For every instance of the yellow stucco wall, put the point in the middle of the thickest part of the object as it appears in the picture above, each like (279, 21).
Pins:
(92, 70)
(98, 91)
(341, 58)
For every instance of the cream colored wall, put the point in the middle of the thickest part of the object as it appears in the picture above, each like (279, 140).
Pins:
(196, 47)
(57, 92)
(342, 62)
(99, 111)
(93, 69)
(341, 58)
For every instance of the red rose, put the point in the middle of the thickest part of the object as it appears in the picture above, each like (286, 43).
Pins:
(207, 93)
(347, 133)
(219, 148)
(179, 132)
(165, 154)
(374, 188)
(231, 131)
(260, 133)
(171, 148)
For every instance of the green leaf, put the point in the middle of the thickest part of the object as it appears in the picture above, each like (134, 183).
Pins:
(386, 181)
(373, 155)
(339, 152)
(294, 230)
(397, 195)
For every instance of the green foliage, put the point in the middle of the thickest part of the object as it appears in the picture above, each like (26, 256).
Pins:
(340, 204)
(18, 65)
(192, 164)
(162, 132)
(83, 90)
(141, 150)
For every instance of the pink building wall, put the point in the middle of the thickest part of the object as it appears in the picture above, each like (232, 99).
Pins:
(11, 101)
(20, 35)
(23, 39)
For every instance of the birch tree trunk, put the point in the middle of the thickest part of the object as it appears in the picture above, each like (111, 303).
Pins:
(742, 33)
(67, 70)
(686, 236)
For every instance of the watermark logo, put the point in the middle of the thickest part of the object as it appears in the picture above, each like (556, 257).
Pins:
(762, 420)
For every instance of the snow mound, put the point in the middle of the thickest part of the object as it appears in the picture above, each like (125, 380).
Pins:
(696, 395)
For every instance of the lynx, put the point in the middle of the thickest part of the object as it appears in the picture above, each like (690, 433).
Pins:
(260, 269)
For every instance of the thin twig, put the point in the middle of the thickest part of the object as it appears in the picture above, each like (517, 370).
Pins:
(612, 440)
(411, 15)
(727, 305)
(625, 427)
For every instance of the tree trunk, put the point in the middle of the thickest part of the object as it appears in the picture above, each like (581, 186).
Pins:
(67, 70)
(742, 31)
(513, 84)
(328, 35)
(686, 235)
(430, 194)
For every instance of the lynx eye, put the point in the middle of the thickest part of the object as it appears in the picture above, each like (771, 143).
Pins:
=-=-=
• Your assignment:
All lines above with "wall" in them should be returned.

• Written answer:
For every instance of the yellow stucco wall, put the point in the middle of the thickest part of the object as it appears in the picture above, each like (279, 21).
For every instance of the cream colored wall, put the point in the middle of the thickest part of the object as it appears in the picture above, each like (279, 140).
For every instance of the pink building wall, put the point in the middle of the thickest part of the object as it appears in the picture above, each like (232, 99).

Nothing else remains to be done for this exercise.